▽

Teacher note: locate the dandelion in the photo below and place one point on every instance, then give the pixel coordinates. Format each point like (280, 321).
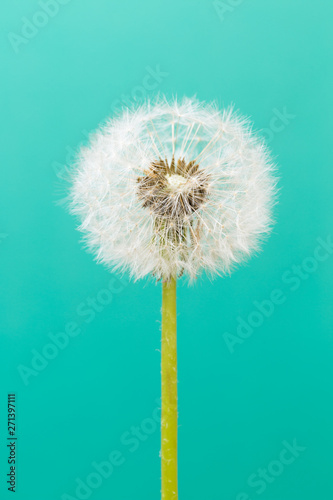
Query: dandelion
(170, 189)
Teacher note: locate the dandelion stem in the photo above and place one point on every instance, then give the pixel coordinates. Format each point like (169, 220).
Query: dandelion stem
(169, 392)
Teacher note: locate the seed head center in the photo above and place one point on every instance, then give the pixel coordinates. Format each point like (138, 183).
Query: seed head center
(176, 182)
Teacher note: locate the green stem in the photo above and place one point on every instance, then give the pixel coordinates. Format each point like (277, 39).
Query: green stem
(169, 392)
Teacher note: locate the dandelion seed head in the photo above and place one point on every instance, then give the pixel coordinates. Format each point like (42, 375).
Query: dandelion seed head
(174, 187)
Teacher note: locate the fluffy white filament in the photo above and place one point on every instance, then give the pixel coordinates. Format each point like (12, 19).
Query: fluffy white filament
(232, 218)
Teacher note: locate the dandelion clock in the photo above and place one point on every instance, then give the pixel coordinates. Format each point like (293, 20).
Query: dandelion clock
(173, 189)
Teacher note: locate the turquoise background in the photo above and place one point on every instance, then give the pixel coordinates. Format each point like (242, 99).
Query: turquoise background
(236, 409)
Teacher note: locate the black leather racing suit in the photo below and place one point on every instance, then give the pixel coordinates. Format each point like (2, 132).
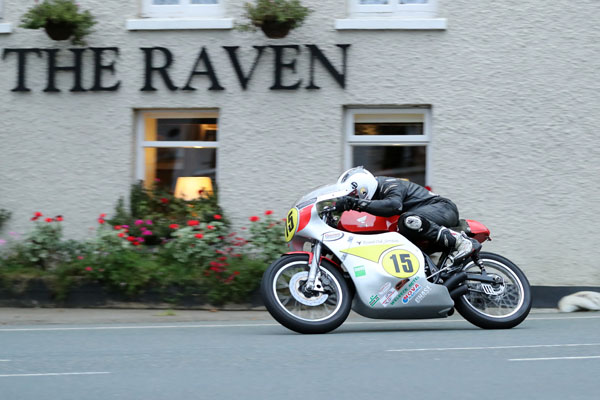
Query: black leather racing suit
(397, 196)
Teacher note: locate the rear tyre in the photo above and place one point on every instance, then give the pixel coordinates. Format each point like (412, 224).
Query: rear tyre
(499, 306)
(281, 290)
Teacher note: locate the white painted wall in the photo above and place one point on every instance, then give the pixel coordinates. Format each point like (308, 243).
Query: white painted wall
(513, 88)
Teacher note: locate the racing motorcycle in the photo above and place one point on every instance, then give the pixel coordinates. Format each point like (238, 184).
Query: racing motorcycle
(354, 260)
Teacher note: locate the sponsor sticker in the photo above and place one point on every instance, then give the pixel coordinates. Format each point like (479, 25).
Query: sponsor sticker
(386, 286)
(389, 296)
(405, 289)
(360, 271)
(411, 293)
(373, 300)
(422, 295)
(331, 236)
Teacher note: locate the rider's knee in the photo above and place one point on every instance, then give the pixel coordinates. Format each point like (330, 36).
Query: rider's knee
(412, 223)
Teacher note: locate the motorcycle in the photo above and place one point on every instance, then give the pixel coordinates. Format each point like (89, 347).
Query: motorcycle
(355, 260)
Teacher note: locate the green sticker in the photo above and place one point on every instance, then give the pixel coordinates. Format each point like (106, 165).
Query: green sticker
(360, 271)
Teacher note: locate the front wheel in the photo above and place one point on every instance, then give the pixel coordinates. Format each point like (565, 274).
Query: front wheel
(282, 290)
(501, 305)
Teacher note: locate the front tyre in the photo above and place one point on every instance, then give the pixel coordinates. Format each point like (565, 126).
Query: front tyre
(502, 305)
(317, 312)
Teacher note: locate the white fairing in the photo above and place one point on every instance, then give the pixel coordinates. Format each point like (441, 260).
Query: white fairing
(388, 271)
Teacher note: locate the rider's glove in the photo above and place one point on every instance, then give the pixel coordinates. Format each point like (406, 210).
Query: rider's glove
(347, 203)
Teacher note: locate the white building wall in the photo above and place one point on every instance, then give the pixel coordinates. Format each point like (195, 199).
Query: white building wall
(513, 88)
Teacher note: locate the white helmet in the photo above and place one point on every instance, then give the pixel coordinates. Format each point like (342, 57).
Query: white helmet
(359, 182)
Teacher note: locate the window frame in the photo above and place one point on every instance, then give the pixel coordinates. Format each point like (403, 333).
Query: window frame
(351, 140)
(394, 9)
(142, 144)
(183, 10)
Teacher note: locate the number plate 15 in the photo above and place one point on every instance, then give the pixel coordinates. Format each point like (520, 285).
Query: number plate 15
(400, 263)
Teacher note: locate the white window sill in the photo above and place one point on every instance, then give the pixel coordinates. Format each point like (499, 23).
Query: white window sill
(391, 23)
(156, 24)
(5, 28)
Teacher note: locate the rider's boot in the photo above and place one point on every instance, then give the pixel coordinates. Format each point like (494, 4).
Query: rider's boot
(459, 244)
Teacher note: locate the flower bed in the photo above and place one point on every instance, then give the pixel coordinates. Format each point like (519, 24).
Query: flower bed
(160, 250)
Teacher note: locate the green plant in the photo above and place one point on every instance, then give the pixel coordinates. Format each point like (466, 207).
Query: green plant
(65, 12)
(290, 12)
(267, 237)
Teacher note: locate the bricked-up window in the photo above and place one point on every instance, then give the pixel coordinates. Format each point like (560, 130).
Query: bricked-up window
(389, 142)
(183, 8)
(176, 144)
(394, 8)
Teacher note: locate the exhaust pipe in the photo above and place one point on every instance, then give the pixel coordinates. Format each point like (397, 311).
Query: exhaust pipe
(459, 291)
(455, 280)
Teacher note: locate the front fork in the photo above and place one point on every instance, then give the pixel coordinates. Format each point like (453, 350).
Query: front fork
(314, 282)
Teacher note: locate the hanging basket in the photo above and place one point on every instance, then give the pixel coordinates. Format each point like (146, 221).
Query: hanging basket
(59, 30)
(276, 29)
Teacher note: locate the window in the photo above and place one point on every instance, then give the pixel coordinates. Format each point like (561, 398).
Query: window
(392, 14)
(182, 8)
(396, 8)
(174, 145)
(389, 142)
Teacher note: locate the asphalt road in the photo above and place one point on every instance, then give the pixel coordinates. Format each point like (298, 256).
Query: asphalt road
(250, 356)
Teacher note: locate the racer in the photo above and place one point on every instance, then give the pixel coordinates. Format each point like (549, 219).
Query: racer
(423, 215)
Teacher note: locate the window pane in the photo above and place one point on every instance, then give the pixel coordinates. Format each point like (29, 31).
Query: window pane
(186, 129)
(407, 162)
(389, 128)
(165, 165)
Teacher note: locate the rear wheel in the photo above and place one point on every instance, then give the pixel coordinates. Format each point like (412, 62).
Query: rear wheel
(286, 299)
(502, 305)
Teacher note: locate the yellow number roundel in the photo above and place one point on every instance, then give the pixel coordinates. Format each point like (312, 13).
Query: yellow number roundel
(400, 263)
(291, 224)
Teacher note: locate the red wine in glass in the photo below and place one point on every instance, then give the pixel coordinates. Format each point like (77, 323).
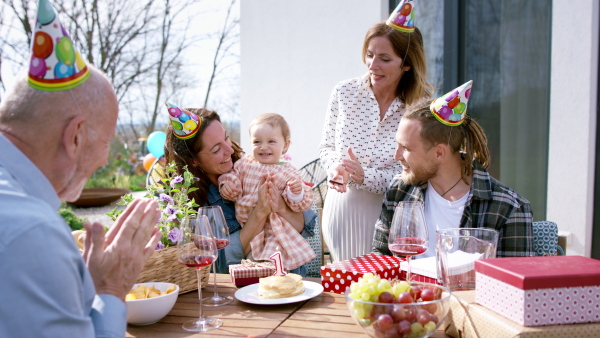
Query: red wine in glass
(221, 235)
(222, 243)
(408, 246)
(408, 231)
(197, 249)
(197, 261)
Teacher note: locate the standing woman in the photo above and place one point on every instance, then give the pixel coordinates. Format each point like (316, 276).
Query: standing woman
(358, 141)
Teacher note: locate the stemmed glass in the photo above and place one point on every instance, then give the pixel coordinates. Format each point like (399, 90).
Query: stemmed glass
(196, 250)
(221, 234)
(408, 231)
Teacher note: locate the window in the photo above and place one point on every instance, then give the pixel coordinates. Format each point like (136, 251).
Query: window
(504, 47)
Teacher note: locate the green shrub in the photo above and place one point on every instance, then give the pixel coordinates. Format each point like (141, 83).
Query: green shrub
(76, 223)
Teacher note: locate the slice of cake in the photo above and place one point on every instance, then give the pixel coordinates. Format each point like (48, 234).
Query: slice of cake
(281, 286)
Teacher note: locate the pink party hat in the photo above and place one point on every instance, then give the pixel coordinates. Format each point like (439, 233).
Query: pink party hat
(451, 108)
(55, 64)
(185, 124)
(403, 17)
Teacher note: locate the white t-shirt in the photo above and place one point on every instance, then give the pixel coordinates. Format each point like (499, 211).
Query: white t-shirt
(440, 214)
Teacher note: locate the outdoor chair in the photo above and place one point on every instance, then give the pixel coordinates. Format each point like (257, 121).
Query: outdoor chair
(545, 237)
(315, 176)
(315, 241)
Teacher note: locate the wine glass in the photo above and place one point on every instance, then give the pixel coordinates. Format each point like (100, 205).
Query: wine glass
(196, 250)
(221, 233)
(408, 231)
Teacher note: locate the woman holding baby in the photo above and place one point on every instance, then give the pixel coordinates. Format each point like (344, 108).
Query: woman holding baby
(209, 153)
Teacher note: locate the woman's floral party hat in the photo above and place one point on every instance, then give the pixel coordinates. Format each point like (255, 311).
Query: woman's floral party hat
(403, 17)
(185, 124)
(55, 63)
(451, 109)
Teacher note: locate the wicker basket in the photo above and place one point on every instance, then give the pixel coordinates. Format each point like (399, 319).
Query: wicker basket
(163, 266)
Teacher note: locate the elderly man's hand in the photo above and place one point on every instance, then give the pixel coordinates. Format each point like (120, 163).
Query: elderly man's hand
(115, 260)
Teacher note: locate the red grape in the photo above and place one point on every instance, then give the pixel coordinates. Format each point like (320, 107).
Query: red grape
(415, 292)
(403, 327)
(392, 333)
(404, 298)
(427, 295)
(410, 313)
(386, 297)
(423, 316)
(398, 313)
(431, 308)
(385, 322)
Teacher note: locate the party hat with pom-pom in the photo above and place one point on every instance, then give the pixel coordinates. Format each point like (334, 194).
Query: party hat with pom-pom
(403, 17)
(451, 109)
(55, 64)
(185, 124)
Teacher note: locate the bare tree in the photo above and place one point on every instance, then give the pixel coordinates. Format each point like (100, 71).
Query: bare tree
(227, 38)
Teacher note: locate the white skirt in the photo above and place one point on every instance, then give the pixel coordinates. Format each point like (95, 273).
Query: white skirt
(349, 222)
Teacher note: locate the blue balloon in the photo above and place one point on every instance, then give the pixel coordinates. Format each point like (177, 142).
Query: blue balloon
(156, 143)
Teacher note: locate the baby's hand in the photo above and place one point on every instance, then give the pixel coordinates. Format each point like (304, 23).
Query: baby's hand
(295, 186)
(228, 190)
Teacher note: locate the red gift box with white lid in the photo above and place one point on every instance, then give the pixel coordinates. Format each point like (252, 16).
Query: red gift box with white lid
(546, 290)
(336, 277)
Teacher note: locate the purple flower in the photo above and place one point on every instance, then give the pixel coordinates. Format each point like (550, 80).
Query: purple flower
(175, 235)
(166, 198)
(175, 180)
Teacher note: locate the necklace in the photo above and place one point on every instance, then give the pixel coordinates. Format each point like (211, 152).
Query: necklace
(452, 187)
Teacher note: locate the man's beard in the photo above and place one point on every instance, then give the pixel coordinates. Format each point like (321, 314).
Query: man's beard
(420, 174)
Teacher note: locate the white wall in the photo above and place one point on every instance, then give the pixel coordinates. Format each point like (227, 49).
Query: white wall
(573, 104)
(292, 55)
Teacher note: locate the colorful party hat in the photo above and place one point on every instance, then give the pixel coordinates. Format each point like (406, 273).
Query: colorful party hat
(451, 108)
(55, 64)
(185, 124)
(403, 17)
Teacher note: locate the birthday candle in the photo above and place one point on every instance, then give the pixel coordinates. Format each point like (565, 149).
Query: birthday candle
(276, 258)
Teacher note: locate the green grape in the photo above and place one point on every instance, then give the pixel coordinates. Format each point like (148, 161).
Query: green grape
(429, 327)
(384, 286)
(396, 290)
(404, 286)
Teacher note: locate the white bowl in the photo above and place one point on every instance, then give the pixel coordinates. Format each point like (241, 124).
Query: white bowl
(151, 310)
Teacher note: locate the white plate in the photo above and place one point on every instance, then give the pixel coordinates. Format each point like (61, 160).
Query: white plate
(249, 294)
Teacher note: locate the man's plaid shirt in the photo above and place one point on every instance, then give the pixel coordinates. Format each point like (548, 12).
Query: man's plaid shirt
(490, 204)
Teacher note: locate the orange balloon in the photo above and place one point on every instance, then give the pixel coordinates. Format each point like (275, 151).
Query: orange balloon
(148, 160)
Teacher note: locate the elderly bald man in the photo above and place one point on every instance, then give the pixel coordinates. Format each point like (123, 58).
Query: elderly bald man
(50, 144)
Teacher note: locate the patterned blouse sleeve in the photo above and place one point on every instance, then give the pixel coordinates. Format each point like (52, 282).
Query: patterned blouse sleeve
(378, 181)
(329, 156)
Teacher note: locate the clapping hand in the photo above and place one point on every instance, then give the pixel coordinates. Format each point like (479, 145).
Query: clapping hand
(295, 186)
(116, 258)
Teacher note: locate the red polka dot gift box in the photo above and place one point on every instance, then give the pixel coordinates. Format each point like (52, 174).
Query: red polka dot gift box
(336, 277)
(546, 290)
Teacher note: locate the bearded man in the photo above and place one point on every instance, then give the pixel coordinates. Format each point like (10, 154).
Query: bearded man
(444, 155)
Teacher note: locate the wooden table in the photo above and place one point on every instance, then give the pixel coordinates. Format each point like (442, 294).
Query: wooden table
(323, 316)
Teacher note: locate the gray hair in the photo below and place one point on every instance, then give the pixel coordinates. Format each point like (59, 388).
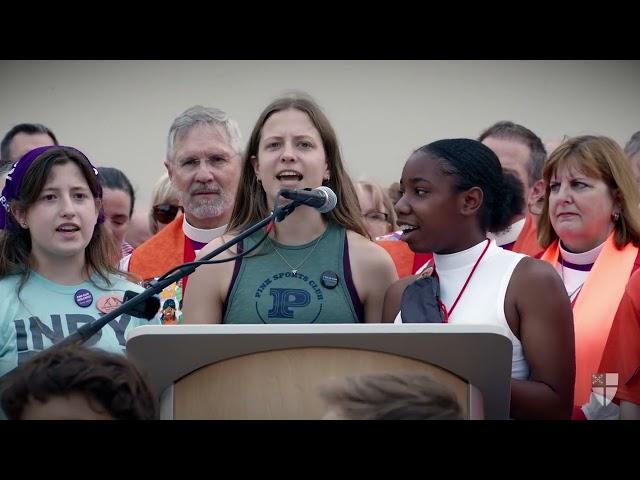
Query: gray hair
(632, 148)
(512, 131)
(199, 115)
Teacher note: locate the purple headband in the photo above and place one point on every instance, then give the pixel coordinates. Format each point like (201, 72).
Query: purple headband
(11, 190)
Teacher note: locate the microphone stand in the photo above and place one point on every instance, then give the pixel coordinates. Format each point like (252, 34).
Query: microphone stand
(86, 331)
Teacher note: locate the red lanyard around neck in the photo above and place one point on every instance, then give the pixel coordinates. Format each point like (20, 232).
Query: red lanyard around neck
(448, 313)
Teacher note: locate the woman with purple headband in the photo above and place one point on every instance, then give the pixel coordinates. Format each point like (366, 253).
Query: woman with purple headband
(56, 259)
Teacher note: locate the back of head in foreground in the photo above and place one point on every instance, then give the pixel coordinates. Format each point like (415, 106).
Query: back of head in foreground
(74, 383)
(391, 396)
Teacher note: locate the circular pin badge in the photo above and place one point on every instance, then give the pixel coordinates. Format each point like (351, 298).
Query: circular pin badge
(329, 279)
(83, 297)
(108, 302)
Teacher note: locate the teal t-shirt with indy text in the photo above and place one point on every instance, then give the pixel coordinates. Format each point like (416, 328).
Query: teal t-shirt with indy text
(45, 312)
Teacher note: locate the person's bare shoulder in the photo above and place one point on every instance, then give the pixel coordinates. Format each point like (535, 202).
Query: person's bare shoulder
(217, 243)
(370, 254)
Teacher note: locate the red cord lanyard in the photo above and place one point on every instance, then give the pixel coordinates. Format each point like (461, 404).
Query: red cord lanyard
(443, 307)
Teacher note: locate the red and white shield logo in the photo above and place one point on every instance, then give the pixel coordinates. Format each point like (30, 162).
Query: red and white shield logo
(604, 386)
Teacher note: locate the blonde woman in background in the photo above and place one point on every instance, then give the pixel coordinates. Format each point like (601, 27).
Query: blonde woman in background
(164, 204)
(377, 209)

△

| To do |
Would you please write out, exactly and with no other lines, the stretch of the listing above from the line containing "Teacher note: locate the white helmet" through the line containing "Teacher note: locate the window frame"?

| Task result |
Teacher note: locate the white helmet in the photo above and place one point on every instance, then give the pixel coordinates. Format each point like (342, 57).
Query: white helmet
(359, 182)
Teacher note: locate the window frame in the photo above and place one point on every instance, then give the pixel coordinates. Format each point like (403, 333).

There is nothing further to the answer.